=== Supplied information ===
◆ ◆ ◆

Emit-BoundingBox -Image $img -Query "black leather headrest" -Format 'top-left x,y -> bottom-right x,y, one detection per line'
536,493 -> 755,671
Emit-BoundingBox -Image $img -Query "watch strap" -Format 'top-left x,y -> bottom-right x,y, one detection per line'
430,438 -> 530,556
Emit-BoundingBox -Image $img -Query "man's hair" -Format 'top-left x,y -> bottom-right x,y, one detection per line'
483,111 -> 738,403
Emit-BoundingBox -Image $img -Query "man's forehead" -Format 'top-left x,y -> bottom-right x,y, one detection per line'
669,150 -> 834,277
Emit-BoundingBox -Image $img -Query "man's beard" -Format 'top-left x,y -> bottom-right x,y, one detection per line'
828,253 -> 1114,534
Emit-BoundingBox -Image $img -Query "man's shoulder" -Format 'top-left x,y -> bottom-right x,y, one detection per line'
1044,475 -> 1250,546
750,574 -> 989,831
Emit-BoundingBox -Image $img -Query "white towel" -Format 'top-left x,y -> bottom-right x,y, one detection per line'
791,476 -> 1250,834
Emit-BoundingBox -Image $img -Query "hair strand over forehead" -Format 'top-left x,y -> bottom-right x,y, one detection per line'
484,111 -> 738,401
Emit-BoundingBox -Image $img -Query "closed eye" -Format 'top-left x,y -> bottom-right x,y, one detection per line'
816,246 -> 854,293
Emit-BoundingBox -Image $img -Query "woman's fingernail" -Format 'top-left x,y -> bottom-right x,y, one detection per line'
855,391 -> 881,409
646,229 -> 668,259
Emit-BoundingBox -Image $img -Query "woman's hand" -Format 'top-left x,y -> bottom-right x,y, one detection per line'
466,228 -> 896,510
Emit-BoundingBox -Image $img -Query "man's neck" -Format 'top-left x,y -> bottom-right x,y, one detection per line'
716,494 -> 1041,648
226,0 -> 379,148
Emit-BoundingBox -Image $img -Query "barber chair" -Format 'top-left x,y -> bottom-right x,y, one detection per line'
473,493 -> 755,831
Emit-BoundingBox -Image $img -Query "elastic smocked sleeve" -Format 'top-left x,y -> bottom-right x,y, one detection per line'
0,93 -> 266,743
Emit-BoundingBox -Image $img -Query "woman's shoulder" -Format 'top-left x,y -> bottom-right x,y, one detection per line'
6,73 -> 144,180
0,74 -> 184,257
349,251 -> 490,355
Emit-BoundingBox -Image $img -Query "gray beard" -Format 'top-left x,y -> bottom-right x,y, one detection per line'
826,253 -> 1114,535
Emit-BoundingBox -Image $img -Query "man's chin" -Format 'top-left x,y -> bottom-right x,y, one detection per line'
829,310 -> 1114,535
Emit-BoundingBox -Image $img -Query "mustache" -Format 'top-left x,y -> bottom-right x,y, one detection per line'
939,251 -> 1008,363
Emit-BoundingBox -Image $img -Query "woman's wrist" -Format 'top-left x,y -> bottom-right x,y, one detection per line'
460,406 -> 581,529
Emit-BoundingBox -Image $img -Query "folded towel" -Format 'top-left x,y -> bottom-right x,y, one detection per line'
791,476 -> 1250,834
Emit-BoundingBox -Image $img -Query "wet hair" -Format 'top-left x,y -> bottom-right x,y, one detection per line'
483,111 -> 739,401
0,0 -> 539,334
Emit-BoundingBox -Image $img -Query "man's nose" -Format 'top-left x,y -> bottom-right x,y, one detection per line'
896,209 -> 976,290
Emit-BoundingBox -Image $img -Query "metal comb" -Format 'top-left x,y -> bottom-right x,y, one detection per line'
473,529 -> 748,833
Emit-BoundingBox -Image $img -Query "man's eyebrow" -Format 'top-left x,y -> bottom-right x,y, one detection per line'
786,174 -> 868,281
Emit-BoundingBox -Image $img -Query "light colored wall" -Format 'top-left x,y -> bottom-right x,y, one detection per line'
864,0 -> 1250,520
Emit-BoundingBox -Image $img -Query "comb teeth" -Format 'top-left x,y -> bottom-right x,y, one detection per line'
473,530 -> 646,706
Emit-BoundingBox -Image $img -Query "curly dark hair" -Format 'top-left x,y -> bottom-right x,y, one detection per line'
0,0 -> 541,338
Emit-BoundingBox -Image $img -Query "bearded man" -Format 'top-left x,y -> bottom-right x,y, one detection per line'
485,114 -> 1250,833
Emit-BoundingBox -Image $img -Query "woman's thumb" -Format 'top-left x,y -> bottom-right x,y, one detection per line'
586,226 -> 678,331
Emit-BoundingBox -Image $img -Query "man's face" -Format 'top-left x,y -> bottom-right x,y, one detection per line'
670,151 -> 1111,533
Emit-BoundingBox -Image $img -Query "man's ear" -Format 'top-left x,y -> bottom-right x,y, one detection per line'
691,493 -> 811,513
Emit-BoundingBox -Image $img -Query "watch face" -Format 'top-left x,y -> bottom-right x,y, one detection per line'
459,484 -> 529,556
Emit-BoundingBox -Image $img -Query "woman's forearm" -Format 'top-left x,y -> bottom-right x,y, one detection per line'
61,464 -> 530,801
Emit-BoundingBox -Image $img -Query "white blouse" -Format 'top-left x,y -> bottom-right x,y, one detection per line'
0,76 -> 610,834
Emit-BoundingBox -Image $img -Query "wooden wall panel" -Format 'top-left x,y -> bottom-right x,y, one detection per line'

◆ ◆ ◆

Copy out all the entries above, replacing "one detection per line" with "one box per line" and changing nothing else.

Emit-BoundingBox -Image $img -Query "black leather headrest" -Format 'top-left x,y -> bottom-right x,y, one box per line'
536,493 -> 755,671
Emit-BoundingBox -Image $img -Query "watch strap" -Format 'top-left x,y -> bottom-right x,y, one box per line'
430,438 -> 530,556
Emit-BoundingBox -Image $img -Query "man's hair" -Format 'top-left x,y -> bottom-right x,y, one box per line'
483,111 -> 738,403
Emit-BoundingBox -Image $img -Query "man's forehead" -Format 'top-left x,y -> bottom-right x,y, one box per line'
669,150 -> 834,277
Emit-BoundingBox -Image $img -Query "man's beard" -Format 'top-left x,y -> bottom-right x,y, one box per line'
828,253 -> 1114,534
Emit-BoundingBox -Image $img -Query "man's shoulder" -Format 'top-left x,y -> bottom-right x,y, one box per line'
1044,475 -> 1250,546
750,574 -> 989,831
Emit-BoundingBox -Image $img -Query "white towel" -Format 'top-left x,y -> bottom-right x,y, one box per line'
791,476 -> 1250,834
Emit-BoundingBox -Image $img -Query "hair strand over forehead" -Format 'top-left x,y -> bottom-right x,y, one box per line'
484,111 -> 738,401
Emit-BoundingBox -Image $img -Query "closed eye" -Format 'top-left x,y -> bottom-right x,y, one box per line'
816,246 -> 854,293
Emit-BoundingBox -Image $img -Query "woman's fingernail" -Format 'top-left x,y -> bottom-right x,y, one box per line'
855,391 -> 881,409
646,229 -> 668,259
Emit-BoundingBox -Image $img -Query "woman's hand" -Format 'top-left x,y -> bottom-right x,y, one box per line'
466,228 -> 896,510
Emit-BoundingBox -Image $img -Query "man's neck" -Format 'top-left x,y -> bottom-right x,y, one box per line'
716,494 -> 1041,648
226,0 -> 379,148
Emit-BoundingBox -Image $img -Query "barber chair" -Format 'top-left x,y -> bottom-right x,y, one box per line'
473,493 -> 755,831
Emit-BoundingBox -Image $img -Query "elastic smocked sleeve" -Format 'top-left x,y -> bottom-right x,y, one box per line'
0,93 -> 266,743
Emit-BoundingBox -Image $img -Query "woman's shoulder" -Format 'top-left x,y -> bottom-right x,y, one box per line'
6,73 -> 144,180
0,74 -> 184,257
349,251 -> 490,355
Emit-BoundingBox -Image $img -Query "gray beard" -Format 'top-left x,y -> bottom-right x,y, one box per line'
826,253 -> 1114,535
Emit-BoundingBox -Image $img -Query "man's chin" -Format 'top-left x,y -> bottom-right x,y, one box per line'
829,310 -> 1114,535
Emit-BoundingBox -Image $img -Query "mustache" -Format 'top-left x,y -> bottom-right x,y, one box per line'
939,251 -> 1008,363
Emit-BoundingBox -Image $img -Query "woman's wrist" -Format 'top-left x,y -> bottom-right x,y, one box per line'
460,406 -> 581,529
Emit-BoundingBox -Image $img -Query "folded towel" -Format 'top-left x,y -> bottom-right x,y, one box per line'
791,476 -> 1250,834
Emit-BoundingBox -Image $img -Query "wet hair" -Format 'top-left x,y -> bottom-right x,y, one box per line'
483,111 -> 739,401
0,0 -> 539,334
Emit-BoundingBox -Image $img -Query "man's nose" -Format 'top-left x,y -> bottom-right x,y, one box per line'
896,209 -> 976,290
Emit-BoundingBox -Image $img -Query "metal comb" -Format 'top-left x,y -> bottom-right x,y, one box per line'
473,529 -> 748,833
Emit-BoundingBox -Image $img -Query "man's eyebrow" -Format 'top-left x,y -> bottom-right x,y, one box per line'
786,174 -> 868,281
Emit-BoundingBox -Image $img -Query "light colored wall" -Format 'top-left x,y -> bottom-right x,y, one box per line'
864,0 -> 1250,520
Emit-BoundingBox -Image $img -Query "comb teeth" -Format 'top-left x,y -> bottom-right x,y, one box per line'
473,530 -> 646,706
Emit-BoundingBox -Image $img -Query "curly dark hair" -Format 'top-left x,y -> bottom-right x,y, one box per line'
0,0 -> 541,338
Emit-BoundingBox -Image $img -Query "bearded man" -Format 'top-left x,y -> bottom-right x,y, one box per line'
485,114 -> 1250,833
Emit-BoundingBox -Image $img -Query "woman's thumb" -Format 'top-left x,y -> bottom-right x,y, one box per line'
586,226 -> 678,331
Emit-BoundingBox -Image $img -Query "man's face" -Format 'top-left x,y -> bottom-right x,y, one box per line'
670,151 -> 1111,533
Emit-BoundingBox -Image $img -Query "man's ear" -Format 'top-left x,y -> bottom-right x,y, one box per line'
691,493 -> 811,513
Emit-BoundingBox -Image $img -Query "watch face" -Format 'top-left x,y -> bottom-right x,y, one box per line'
459,484 -> 529,556
Emit-BoundingBox -Image $img -Query "woman's forearm" -Format 'top-left x,y -> bottom-right x,y, one box per line'
61,464 -> 530,801
Emit-BoundingBox -Image $img -Query "white blouse" -Format 'top-left x,y -> bottom-right x,y, one box per line'
0,76 -> 610,834
Emit-BoundingBox -Image $img -Query "wooden wall panel" -Format 'top-left x,y -> bottom-right x,y, one box per line'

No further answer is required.